Given request: Please retype all of the material below word for word, leaving out the pictures.

§ §

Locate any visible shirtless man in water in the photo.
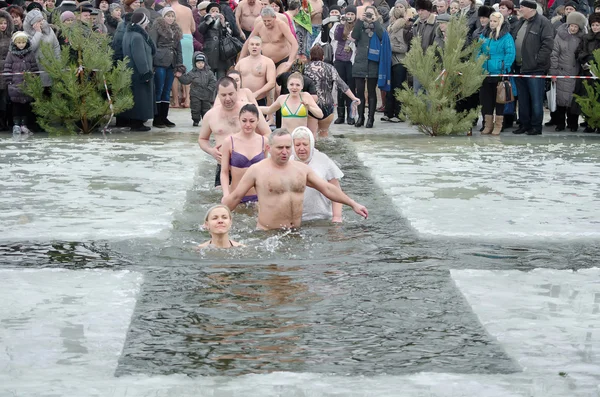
[198,77,271,186]
[235,0,263,40]
[240,7,298,67]
[235,36,277,106]
[221,129,369,230]
[167,0,196,108]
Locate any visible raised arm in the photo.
[306,166,369,219]
[221,164,258,211]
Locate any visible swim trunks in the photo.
[181,34,194,72]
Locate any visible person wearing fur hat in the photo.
[381,0,412,123]
[104,3,123,37]
[0,10,14,130]
[478,12,515,135]
[123,13,156,131]
[179,51,217,127]
[150,7,185,128]
[575,13,600,133]
[23,10,60,87]
[3,32,38,135]
[512,0,554,135]
[550,11,587,132]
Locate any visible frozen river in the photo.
[0,113,600,397]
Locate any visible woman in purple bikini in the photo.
[221,104,267,203]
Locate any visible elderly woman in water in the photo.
[292,127,344,222]
[198,204,243,248]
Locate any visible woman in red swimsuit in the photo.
[221,104,267,203]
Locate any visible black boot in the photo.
[354,102,365,127]
[365,97,377,128]
[333,106,346,124]
[160,102,175,128]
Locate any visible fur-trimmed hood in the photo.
[152,17,183,41]
[0,10,15,37]
[481,21,510,40]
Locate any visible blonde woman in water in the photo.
[198,204,244,248]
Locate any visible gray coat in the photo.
[123,23,156,121]
[550,23,583,107]
[352,21,383,78]
[149,17,185,73]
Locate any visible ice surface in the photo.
[0,269,600,397]
[0,136,206,241]
[357,137,600,240]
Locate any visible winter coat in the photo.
[120,23,156,121]
[352,21,383,78]
[512,14,554,74]
[478,22,516,74]
[550,24,583,107]
[412,14,437,52]
[192,8,204,51]
[179,53,217,100]
[198,14,233,70]
[104,11,121,37]
[23,11,60,87]
[149,17,185,73]
[4,42,39,103]
[388,18,412,66]
[0,10,14,90]
[575,31,600,75]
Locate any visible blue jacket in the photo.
[477,22,516,74]
[377,30,392,91]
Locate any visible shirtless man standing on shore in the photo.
[235,36,277,106]
[240,7,298,67]
[235,0,263,40]
[221,128,369,230]
[198,77,271,186]
[167,0,196,108]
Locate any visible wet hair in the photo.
[310,44,325,61]
[287,72,304,87]
[269,0,283,14]
[240,103,258,118]
[260,6,276,18]
[204,204,233,222]
[269,128,292,145]
[288,0,300,11]
[217,76,237,91]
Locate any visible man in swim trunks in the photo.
[235,36,276,106]
[235,0,263,40]
[198,77,271,186]
[167,0,196,107]
[240,7,298,67]
[221,129,369,230]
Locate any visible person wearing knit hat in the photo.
[549,11,587,132]
[512,0,554,135]
[60,11,75,25]
[120,3,156,131]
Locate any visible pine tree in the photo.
[573,50,600,128]
[395,17,485,136]
[23,23,133,135]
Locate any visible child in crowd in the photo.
[179,51,217,127]
[4,32,38,135]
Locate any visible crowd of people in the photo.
[0,0,600,241]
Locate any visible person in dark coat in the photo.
[198,3,232,79]
[150,7,185,128]
[179,51,217,127]
[0,10,14,130]
[3,32,39,135]
[352,5,384,128]
[575,13,600,133]
[123,13,156,131]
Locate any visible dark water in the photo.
[0,139,600,376]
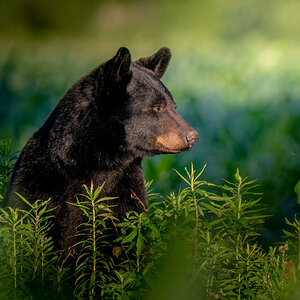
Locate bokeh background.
[0,0,300,241]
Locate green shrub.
[0,139,300,299]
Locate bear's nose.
[186,130,199,144]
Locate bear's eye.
[152,105,163,112]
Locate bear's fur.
[6,47,198,248]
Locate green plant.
[0,140,18,205]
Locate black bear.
[6,47,198,248]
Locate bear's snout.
[186,130,199,148]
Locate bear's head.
[97,47,198,156]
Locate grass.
[0,142,300,299]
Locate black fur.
[6,48,198,248]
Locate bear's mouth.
[155,141,193,154]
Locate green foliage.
[0,140,18,206]
[0,155,300,299]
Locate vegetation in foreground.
[0,142,300,299]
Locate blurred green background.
[0,0,300,241]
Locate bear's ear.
[106,47,132,83]
[136,47,172,78]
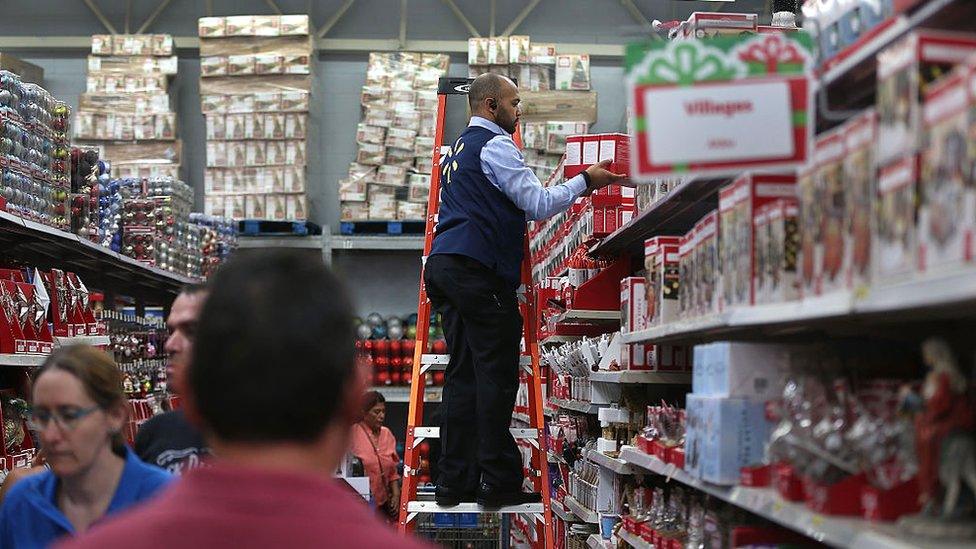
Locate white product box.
[691,341,790,401]
[620,276,647,334]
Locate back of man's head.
[189,250,355,443]
[468,72,512,113]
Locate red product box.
[718,174,796,310]
[739,465,773,488]
[666,446,685,470]
[683,11,759,39]
[620,276,647,334]
[918,66,976,272]
[651,440,668,463]
[803,473,868,516]
[861,477,920,520]
[772,463,803,501]
[563,133,630,178]
[644,236,681,326]
[640,521,657,545]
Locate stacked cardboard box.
[468,36,596,181]
[339,52,450,221]
[199,15,312,220]
[74,34,182,177]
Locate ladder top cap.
[407,501,545,515]
[437,76,474,95]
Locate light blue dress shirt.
[468,116,586,220]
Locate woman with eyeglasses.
[0,345,172,549]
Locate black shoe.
[434,485,474,507]
[477,484,542,507]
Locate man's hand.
[583,160,627,196]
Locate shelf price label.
[625,32,813,182]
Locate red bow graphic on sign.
[739,34,806,74]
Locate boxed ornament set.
[356,313,447,387]
[199,15,312,221]
[338,52,450,221]
[0,70,71,230]
[73,34,182,177]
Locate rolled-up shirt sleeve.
[481,135,586,220]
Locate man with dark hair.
[135,284,210,475]
[65,250,422,549]
[424,73,624,507]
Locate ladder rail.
[398,77,554,549]
[398,88,447,532]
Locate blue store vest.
[430,126,525,288]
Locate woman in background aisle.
[352,391,400,520]
[0,346,172,549]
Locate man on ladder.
[424,73,625,507]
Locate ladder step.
[407,501,544,515]
[420,354,532,372]
[413,427,539,439]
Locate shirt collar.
[32,446,145,532]
[468,116,511,137]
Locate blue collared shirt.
[0,447,174,549]
[468,116,586,220]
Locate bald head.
[468,72,521,133]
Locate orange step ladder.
[398,77,553,549]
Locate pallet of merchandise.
[339,221,425,235]
[238,219,322,236]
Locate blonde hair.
[34,345,125,456]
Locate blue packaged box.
[685,394,773,485]
[691,341,791,400]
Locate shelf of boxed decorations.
[540,0,976,548]
[0,61,235,472]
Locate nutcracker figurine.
[900,338,976,539]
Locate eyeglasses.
[27,406,99,431]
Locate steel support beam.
[488,0,498,38]
[0,35,624,59]
[501,0,540,36]
[136,0,173,34]
[125,0,132,34]
[315,0,356,38]
[400,0,407,50]
[444,0,480,38]
[83,0,119,34]
[620,0,653,29]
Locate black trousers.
[424,254,523,491]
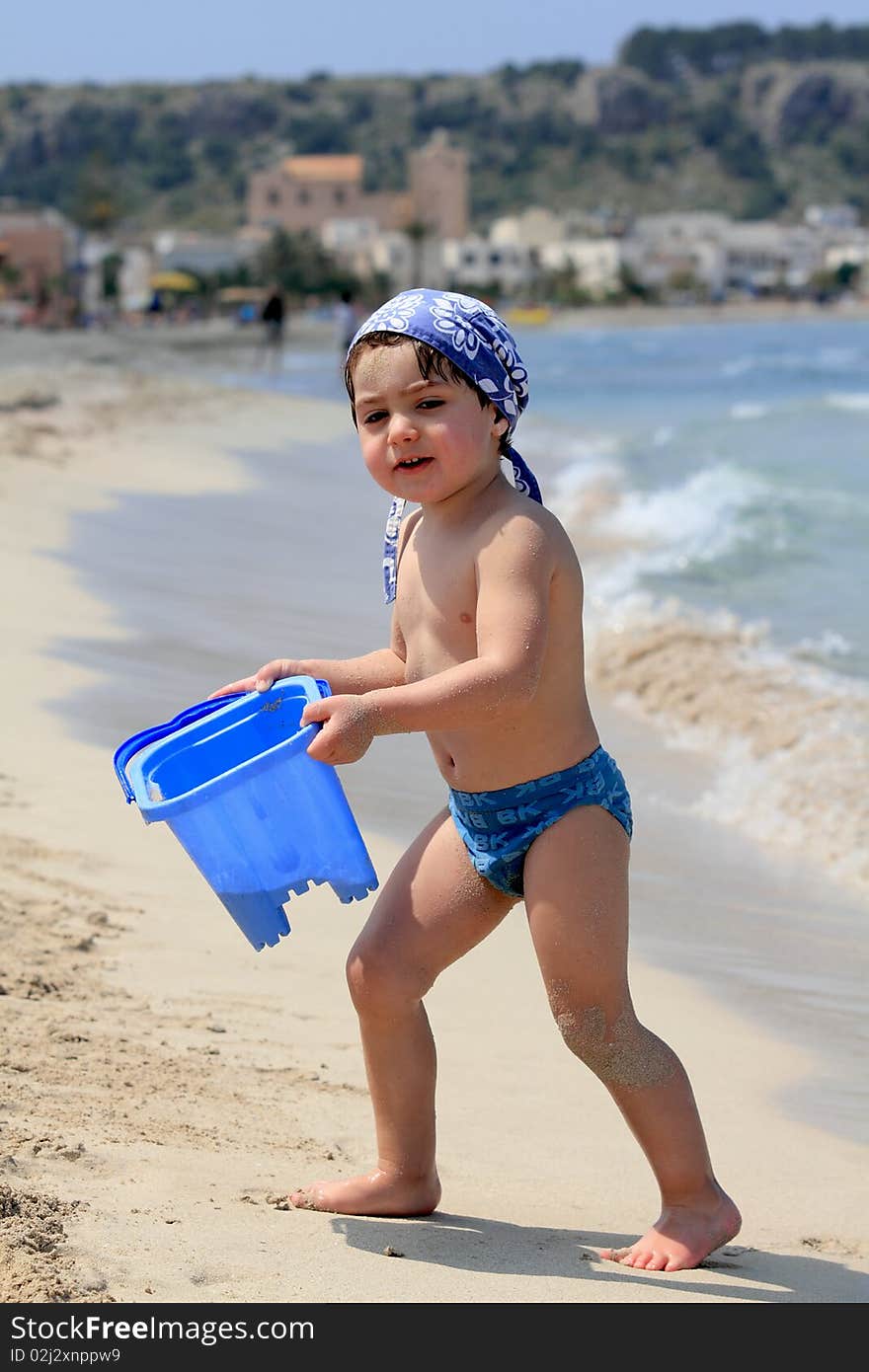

§ §

Finished answer:
Locate any visible shirtless man in water in the photo.
[198,77,271,186]
[235,0,263,40]
[240,7,298,67]
[235,36,277,106]
[221,129,369,230]
[167,0,196,108]
Locate any visible raised arm in the photo.
[306,166,369,219]
[221,164,258,211]
Locate any visible swim trunks in the photo.
[181,34,194,72]
Locate any visible person wearing fur hat in the photo.
[381,0,412,123]
[104,3,123,37]
[0,10,14,130]
[478,12,515,135]
[123,13,156,131]
[179,51,217,127]
[150,7,185,128]
[575,13,600,133]
[23,10,60,87]
[3,32,38,135]
[512,0,554,135]
[550,11,587,132]
Locate any visible frozen river in the photo.
[0,113,600,397]
Locate any visible woman in purple bikini in the photo.
[221,104,267,203]
Locate any visible elderly woman in water in the photo.
[292,127,344,222]
[198,204,243,248]
Locate any visible woman in red swimsuit in the photo.
[221,104,267,203]
Locate any visible black boot in the photo.
[354,102,365,127]
[365,97,377,128]
[333,106,346,124]
[160,102,175,128]
Locate any visible fur-trimmed hood in the photo.
[152,17,183,41]
[0,10,15,37]
[481,21,510,40]
Locate any visible blonde woman in water in the photo.
[198,204,244,248]
Locate any visible gray coat in the photo.
[123,23,156,121]
[550,23,583,107]
[352,21,383,78]
[149,17,185,73]
Locate any visible ice surface in the photo.
[0,269,600,397]
[0,136,206,241]
[357,137,600,240]
Locate any visible winter coat in the photo.
[120,23,156,121]
[352,21,383,78]
[512,14,554,74]
[478,22,516,74]
[550,24,583,107]
[412,14,437,52]
[192,8,204,51]
[179,53,217,100]
[198,14,233,70]
[104,11,121,37]
[23,11,60,87]
[149,17,185,73]
[4,42,39,103]
[388,18,412,66]
[0,10,14,90]
[575,31,600,75]
Locate any visible blue jacket in the photo.
[477,22,516,74]
[377,30,392,91]
Locate any visible shirtless man standing on shore in the photo.
[235,36,277,106]
[240,7,298,67]
[235,0,263,40]
[221,128,369,230]
[198,77,271,186]
[167,0,196,108]
Locate any visible wet hair in the photo.
[310,44,325,61]
[287,72,304,87]
[269,0,283,14]
[240,103,258,118]
[260,6,276,18]
[204,204,233,222]
[269,128,292,145]
[288,0,300,11]
[217,76,237,91]
Locate any visible man in swim trunks in the photo.
[235,36,276,106]
[235,0,263,40]
[198,77,271,186]
[167,0,196,107]
[240,7,298,67]
[221,129,369,230]
Locate any visible person wearing knit hat in the photo.
[549,11,587,132]
[512,0,554,135]
[60,11,75,25]
[120,3,156,131]
Locate any visible pine tree in the photo.
[573,50,600,128]
[395,17,485,136]
[23,23,133,135]
Locate any visible child in crowd in the photo.
[179,51,217,127]
[4,32,38,135]
Locate any visible crowd of people in the photo.
[0,0,600,241]
Locate any visible person in dark coat in the photo.
[198,3,232,79]
[150,7,185,128]
[179,51,217,127]
[0,10,14,130]
[3,32,39,135]
[352,5,384,128]
[575,13,600,133]
[123,13,156,131]
Locate any visible dark water in the photo.
[0,139,600,376]
Locate bokeh background.
[0,0,300,241]
Locate green shrub.
[0,139,300,299]
Locate bear's nose.
[186,130,199,144]
Locate bear's eye.
[152,105,163,112]
Locate bear's fur.
[6,47,198,248]
Locate green plant.
[0,140,18,205]
Locate black bear.
[6,47,198,248]
Locate bear's snout.
[186,130,199,148]
Locate bear's head.
[97,47,198,156]
Locate grass.
[0,142,300,299]
Locate black fur.
[6,48,198,248]
Locate bear's mouth.
[155,141,193,154]
Locate green foliage.
[0,140,18,206]
[0,155,300,299]
Locate vegetation in foreground.
[0,142,300,299]
Locate blurred green background.
[0,0,300,241]
Locate bear's ear.
[106,47,132,83]
[136,47,172,78]
Locate white product box.
[691,341,790,401]
[620,276,647,334]
Locate back of man's head.
[189,250,355,443]
[468,72,512,113]
Locate red product box.
[718,174,796,310]
[739,465,773,488]
[666,446,685,470]
[683,11,759,39]
[620,276,647,334]
[918,66,976,272]
[651,440,668,463]
[803,473,868,516]
[861,477,920,520]
[772,463,803,501]
[563,133,630,178]
[644,236,681,326]
[640,521,657,545]
Locate stacked cardboard box.
[468,36,596,181]
[339,52,450,221]
[199,15,312,220]
[74,34,182,177]
Locate ladder top cap.
[407,501,545,515]
[437,76,474,95]
Locate light blue dress shirt.
[468,116,586,220]
Locate woman with eyeglasses.
[0,345,172,549]
Locate black shoe.
[434,485,474,507]
[477,484,542,507]
Locate man's hand.
[583,160,627,196]
Locate shelf price label.
[625,32,813,182]
Locate red bow graphic on sign.
[739,34,806,74]
Locate boxed ornament set.
[356,313,447,387]
[199,15,312,221]
[338,52,450,221]
[0,70,71,230]
[73,34,182,177]
Locate rolled-up shirt sleeve.
[481,135,586,220]
Locate man with dark hair.
[135,284,210,475]
[65,250,422,549]
[424,73,624,507]
Locate ladder rail.
[398,77,554,549]
[398,88,447,532]
Locate blue store vest.
[430,126,525,288]
Locate woman in background aisle.
[352,391,400,520]
[0,346,172,549]
Locate man on ladder.
[424,73,625,507]
Locate ladder step.
[407,501,544,515]
[420,354,532,372]
[413,427,539,439]
Locate shirt collar.
[32,446,145,532]
[468,116,511,137]
Locate blue collared shirt.
[0,447,174,549]
[468,116,586,220]
Locate bald head.
[468,72,521,133]
Locate orange step ladder.
[398,77,553,549]
Locate pallet of merchandise.
[339,221,425,235]
[238,219,322,236]
Locate blonde hair.
[34,345,125,456]
Locate blue packaged box.
[685,394,773,485]
[691,341,791,400]
Locate shelf of boxed decorations.
[540,0,976,548]
[0,61,235,472]
Locate nutcracker figurine.
[900,338,976,539]
Locate eyeglasses.
[27,406,99,431]
Locate steel support beam.
[488,0,498,38]
[0,35,624,59]
[501,0,540,36]
[136,0,173,34]
[125,0,132,34]
[315,0,356,38]
[400,0,407,50]
[444,0,480,38]
[83,0,119,34]
[620,0,653,29]
Locate black trousers.
[424,254,523,491]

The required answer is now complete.